▸ **Work instructions**
• a. In the post on offline LLM inferencing, what phrase does the author use to describe Ollama?
• b. Extract the part of the post on offline LLM inferencing that runs from "Probably the best" up to and including "Linkable Format (ELF)".

▸ **Excerpted passage**
Offline LLM Inferencing

February 2, 2025 - 3 minutes read - 440 words

When it comes to running LLMs locally (or offline - i.e., not in the cloud), we have several tools to choose from. Coming from the “cloud-native” services, I was quite surprised by their popularity. However, after observing the rapid cloud cost accumulation, I decided to do a little research on the subject.

Probably the best article on the subject is https://getstream.io/blog/best-local-llm-tools/ - this is a great one-stop-shop to start your offline inferencing with open-source models.

Tools for Offline LLM Inferencing:

Ollama
Llamafile / Executable Linkable Format (ELF)
Jan
LM Studio
LLaMa.cpp

One more great article there is https://getstream.io/blog/local-deepseek-r1/

So, Ollama takes the first place in my list since this is a “Docker for models” - pretty much the same concept and the same command-line interface. Apparently people use the same approach to run inferencing in the cloud as well - for example https://cloud.google.com/run/docs/tutorials/gpu-gemma2-with-ollama

Ollama

Repo https://github.com/ollama/ollama
Docs https://github.com/ollama/ollama/blob/main/docs/README.md
Model library https://ollama.com/search
HuggingFace models https://huggingface.co/models?other=llama

Ollama model CRUD:

ollama list
ollama show <model>

ollama pull <model>
ollama create <model> -f ./Modelfile

ollama run <model>
ollama serve        # start the server, then ollama run <model>
ollama ps
ollama stop <model>

ollama rm <model>
ollama cp <model> <copy>

# Multiline """

▸ **Given records**
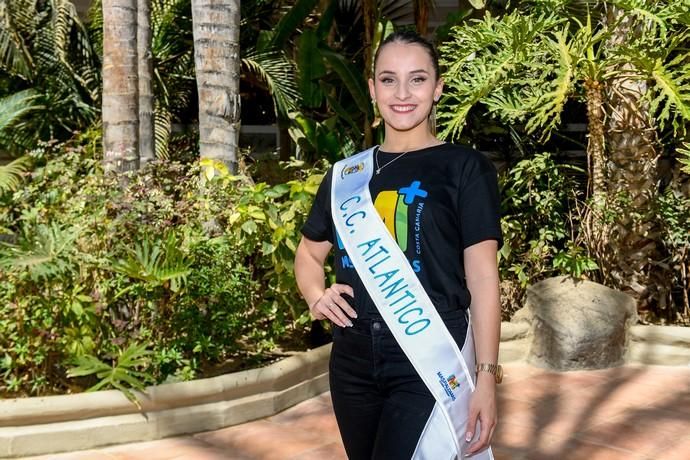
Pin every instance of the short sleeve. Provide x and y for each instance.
(479, 209)
(319, 225)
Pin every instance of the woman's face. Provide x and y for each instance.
(404, 87)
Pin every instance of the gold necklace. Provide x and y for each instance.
(376, 157)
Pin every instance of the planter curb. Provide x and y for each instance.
(42, 425)
(34, 426)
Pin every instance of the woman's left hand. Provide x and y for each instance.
(482, 409)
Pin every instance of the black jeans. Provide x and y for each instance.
(380, 402)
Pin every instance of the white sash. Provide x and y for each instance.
(407, 310)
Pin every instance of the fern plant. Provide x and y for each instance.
(158, 263)
(123, 374)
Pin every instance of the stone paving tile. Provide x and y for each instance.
(575, 449)
(515, 437)
(263, 440)
(676, 449)
(646, 432)
(311, 416)
(631, 413)
(333, 451)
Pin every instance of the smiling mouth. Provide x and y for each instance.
(402, 108)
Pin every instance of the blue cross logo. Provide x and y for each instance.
(413, 191)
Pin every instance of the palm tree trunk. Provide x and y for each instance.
(120, 87)
(369, 17)
(217, 62)
(596, 139)
(421, 15)
(145, 70)
(632, 173)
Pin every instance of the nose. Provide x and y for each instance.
(402, 92)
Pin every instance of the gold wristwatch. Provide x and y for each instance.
(495, 369)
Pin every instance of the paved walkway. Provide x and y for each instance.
(627, 413)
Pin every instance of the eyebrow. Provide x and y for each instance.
(390, 72)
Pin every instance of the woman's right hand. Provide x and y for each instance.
(331, 305)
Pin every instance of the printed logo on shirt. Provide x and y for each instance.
(351, 169)
(394, 207)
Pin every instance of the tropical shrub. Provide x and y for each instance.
(541, 209)
(108, 282)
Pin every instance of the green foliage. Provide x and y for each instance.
(539, 224)
(523, 67)
(45, 58)
(11, 174)
(122, 374)
(161, 277)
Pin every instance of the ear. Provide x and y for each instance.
(438, 90)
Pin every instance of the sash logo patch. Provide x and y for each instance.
(449, 384)
(347, 170)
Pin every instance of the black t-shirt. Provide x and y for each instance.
(435, 202)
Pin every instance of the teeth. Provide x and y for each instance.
(403, 108)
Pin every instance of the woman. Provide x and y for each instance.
(440, 203)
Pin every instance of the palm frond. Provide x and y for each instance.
(14, 57)
(44, 252)
(512, 64)
(11, 174)
(276, 70)
(16, 106)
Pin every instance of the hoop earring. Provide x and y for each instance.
(432, 120)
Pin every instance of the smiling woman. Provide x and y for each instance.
(416, 230)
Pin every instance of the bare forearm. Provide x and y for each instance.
(486, 317)
(481, 274)
(310, 276)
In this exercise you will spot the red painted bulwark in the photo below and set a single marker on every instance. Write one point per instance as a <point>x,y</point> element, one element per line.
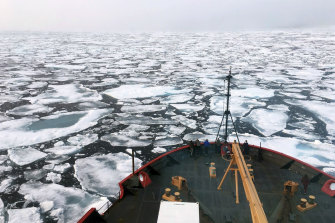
<point>326,188</point>
<point>86,215</point>
<point>145,179</point>
<point>184,147</point>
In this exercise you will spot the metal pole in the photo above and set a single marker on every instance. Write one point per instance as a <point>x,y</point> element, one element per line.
<point>133,159</point>
<point>227,112</point>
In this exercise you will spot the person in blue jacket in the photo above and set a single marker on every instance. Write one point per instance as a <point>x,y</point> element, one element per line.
<point>206,146</point>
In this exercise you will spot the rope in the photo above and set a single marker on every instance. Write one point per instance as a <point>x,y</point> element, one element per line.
<point>217,135</point>
<point>234,128</point>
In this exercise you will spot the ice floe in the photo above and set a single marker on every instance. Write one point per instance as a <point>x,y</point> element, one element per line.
<point>266,121</point>
<point>26,110</point>
<point>324,110</point>
<point>185,121</point>
<point>198,135</point>
<point>26,156</point>
<point>102,173</point>
<point>188,108</point>
<point>70,202</point>
<point>6,183</point>
<point>82,140</point>
<point>175,130</point>
<point>142,91</point>
<point>158,150</point>
<point>70,93</point>
<point>54,177</point>
<point>35,174</point>
<point>27,131</point>
<point>63,150</point>
<point>142,108</point>
<point>116,139</point>
<point>24,215</point>
<point>180,98</point>
<point>145,120</point>
<point>168,141</point>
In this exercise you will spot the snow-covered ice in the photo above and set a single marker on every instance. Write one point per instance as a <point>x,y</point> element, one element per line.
<point>158,150</point>
<point>92,171</point>
<point>168,141</point>
<point>121,140</point>
<point>26,156</point>
<point>24,215</point>
<point>70,93</point>
<point>142,108</point>
<point>71,201</point>
<point>187,108</point>
<point>185,121</point>
<point>27,131</point>
<point>142,91</point>
<point>266,121</point>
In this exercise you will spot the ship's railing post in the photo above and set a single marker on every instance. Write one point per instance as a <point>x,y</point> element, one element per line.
<point>133,160</point>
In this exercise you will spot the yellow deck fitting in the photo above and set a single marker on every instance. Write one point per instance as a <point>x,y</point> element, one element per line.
<point>212,170</point>
<point>305,206</point>
<point>290,187</point>
<point>179,182</point>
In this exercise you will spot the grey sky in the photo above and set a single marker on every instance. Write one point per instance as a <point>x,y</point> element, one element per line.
<point>159,15</point>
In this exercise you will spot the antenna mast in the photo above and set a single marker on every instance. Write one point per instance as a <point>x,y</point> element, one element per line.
<point>227,112</point>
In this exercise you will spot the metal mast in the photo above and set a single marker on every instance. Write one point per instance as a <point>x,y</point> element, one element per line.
<point>227,112</point>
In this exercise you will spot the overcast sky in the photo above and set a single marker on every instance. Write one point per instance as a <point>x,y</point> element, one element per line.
<point>167,15</point>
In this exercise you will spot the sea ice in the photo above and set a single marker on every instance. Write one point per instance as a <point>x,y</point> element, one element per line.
<point>185,121</point>
<point>62,168</point>
<point>35,174</point>
<point>3,158</point>
<point>137,128</point>
<point>26,156</point>
<point>46,206</point>
<point>175,130</point>
<point>144,120</point>
<point>187,108</point>
<point>71,201</point>
<point>54,177</point>
<point>69,93</point>
<point>142,108</point>
<point>267,122</point>
<point>82,140</point>
<point>179,98</point>
<point>26,110</point>
<point>65,66</point>
<point>27,131</point>
<point>142,91</point>
<point>5,184</point>
<point>325,112</point>
<point>102,173</point>
<point>168,141</point>
<point>116,139</point>
<point>198,135</point>
<point>24,215</point>
<point>63,150</point>
<point>38,85</point>
<point>253,93</point>
<point>2,209</point>
<point>158,150</point>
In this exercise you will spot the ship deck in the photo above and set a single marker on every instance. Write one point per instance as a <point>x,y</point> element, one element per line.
<point>142,204</point>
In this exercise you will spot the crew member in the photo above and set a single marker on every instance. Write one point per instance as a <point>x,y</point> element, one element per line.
<point>246,148</point>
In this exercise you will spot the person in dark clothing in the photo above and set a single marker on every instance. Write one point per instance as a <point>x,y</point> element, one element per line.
<point>218,145</point>
<point>225,150</point>
<point>197,146</point>
<point>246,148</point>
<point>191,144</point>
<point>206,146</point>
<point>305,182</point>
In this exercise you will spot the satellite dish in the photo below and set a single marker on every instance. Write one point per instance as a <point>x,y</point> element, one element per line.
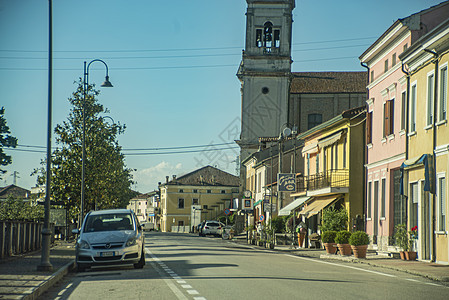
<point>286,132</point>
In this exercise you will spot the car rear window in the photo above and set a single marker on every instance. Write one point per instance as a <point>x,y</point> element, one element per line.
<point>109,222</point>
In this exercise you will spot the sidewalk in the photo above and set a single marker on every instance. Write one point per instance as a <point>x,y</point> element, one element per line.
<point>19,278</point>
<point>432,271</point>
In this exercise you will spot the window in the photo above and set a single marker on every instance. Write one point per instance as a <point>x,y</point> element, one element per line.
<point>369,200</point>
<point>413,108</point>
<point>369,128</point>
<point>430,93</point>
<point>383,198</point>
<point>388,117</point>
<point>403,109</point>
<point>414,204</point>
<point>314,120</point>
<point>180,203</point>
<point>443,94</point>
<point>441,204</point>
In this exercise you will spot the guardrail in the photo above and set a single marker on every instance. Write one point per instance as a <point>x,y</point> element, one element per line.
<point>17,237</point>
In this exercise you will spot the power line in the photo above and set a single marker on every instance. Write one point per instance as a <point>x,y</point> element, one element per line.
<point>174,50</point>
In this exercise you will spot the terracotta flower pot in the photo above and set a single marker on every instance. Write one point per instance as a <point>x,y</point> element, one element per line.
<point>331,248</point>
<point>410,255</point>
<point>359,251</point>
<point>345,249</point>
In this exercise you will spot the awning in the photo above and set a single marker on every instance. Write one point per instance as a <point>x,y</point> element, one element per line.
<point>285,211</point>
<point>330,140</point>
<point>318,203</point>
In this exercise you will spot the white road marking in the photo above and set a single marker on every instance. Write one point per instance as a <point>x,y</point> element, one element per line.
<point>175,276</point>
<point>339,265</point>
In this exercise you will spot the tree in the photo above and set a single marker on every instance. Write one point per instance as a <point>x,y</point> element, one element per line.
<point>107,180</point>
<point>6,141</point>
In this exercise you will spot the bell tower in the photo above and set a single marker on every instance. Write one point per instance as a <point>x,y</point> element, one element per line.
<point>265,71</point>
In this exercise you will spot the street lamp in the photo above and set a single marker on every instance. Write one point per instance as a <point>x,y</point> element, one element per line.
<point>106,83</point>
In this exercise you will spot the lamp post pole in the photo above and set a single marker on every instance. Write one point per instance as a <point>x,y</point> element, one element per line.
<point>106,83</point>
<point>45,264</point>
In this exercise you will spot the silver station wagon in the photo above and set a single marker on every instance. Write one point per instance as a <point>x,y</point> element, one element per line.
<point>110,237</point>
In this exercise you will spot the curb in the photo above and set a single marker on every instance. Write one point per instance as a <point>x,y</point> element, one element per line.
<point>35,292</point>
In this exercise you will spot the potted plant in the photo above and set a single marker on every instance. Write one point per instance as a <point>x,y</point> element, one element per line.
<point>342,240</point>
<point>401,239</point>
<point>328,238</point>
<point>359,241</point>
<point>413,236</point>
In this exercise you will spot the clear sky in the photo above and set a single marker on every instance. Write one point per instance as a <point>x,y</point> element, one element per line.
<point>173,66</point>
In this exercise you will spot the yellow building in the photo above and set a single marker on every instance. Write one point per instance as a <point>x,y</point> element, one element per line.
<point>197,196</point>
<point>427,165</point>
<point>333,167</point>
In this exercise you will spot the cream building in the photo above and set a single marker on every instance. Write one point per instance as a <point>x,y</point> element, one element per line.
<point>201,195</point>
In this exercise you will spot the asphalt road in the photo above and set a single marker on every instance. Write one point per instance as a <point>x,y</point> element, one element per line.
<point>190,267</point>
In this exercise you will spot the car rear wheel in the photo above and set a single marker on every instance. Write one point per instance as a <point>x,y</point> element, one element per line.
<point>141,262</point>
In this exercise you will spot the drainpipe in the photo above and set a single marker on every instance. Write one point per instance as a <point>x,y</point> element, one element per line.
<point>365,174</point>
<point>433,186</point>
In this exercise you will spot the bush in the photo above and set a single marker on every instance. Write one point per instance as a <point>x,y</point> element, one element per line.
<point>359,238</point>
<point>328,236</point>
<point>342,237</point>
<point>401,237</point>
<point>335,220</point>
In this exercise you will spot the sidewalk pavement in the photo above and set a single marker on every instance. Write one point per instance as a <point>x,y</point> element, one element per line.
<point>19,278</point>
<point>429,270</point>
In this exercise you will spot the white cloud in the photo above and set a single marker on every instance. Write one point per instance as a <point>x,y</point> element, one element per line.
<point>148,178</point>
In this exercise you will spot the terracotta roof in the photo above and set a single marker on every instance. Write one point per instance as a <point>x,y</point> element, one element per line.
<point>328,82</point>
<point>209,176</point>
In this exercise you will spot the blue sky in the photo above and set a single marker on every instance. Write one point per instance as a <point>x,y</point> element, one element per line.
<point>172,64</point>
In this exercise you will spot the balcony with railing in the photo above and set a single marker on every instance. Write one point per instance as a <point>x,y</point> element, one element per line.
<point>329,181</point>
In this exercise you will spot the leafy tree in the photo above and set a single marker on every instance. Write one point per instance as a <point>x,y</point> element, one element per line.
<point>107,179</point>
<point>6,140</point>
<point>18,209</point>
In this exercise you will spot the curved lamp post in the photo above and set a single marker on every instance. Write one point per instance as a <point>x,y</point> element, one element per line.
<point>106,83</point>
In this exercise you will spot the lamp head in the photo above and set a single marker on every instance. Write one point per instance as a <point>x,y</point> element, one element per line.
<point>106,83</point>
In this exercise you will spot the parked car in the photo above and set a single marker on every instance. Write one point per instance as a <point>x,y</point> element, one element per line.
<point>212,227</point>
<point>110,237</point>
<point>148,226</point>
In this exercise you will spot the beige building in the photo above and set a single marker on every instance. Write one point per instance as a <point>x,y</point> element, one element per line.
<point>201,195</point>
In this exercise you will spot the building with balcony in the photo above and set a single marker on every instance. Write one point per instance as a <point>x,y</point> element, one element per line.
<point>333,156</point>
<point>425,183</point>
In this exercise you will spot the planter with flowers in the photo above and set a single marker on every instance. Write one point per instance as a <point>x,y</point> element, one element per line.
<point>359,241</point>
<point>328,238</point>
<point>342,240</point>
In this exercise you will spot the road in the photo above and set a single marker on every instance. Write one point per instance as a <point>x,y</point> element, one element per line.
<point>183,266</point>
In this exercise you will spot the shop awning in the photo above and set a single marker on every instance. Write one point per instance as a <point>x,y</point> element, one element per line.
<point>318,203</point>
<point>285,211</point>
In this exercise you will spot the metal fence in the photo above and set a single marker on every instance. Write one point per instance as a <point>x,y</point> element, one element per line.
<point>17,237</point>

▸ **Set of answers**
• a. A "Docker for models."

• b.
Probably the best article on the subject is https://getstream.io/blog/best-local-llm-tools/ - this is a great one-stop-shop to start your offline inferencing with open-source models.

Tools for Offline LLM Inferencing:

Ollama
Llamafile / Executable Linkable Format (ELF)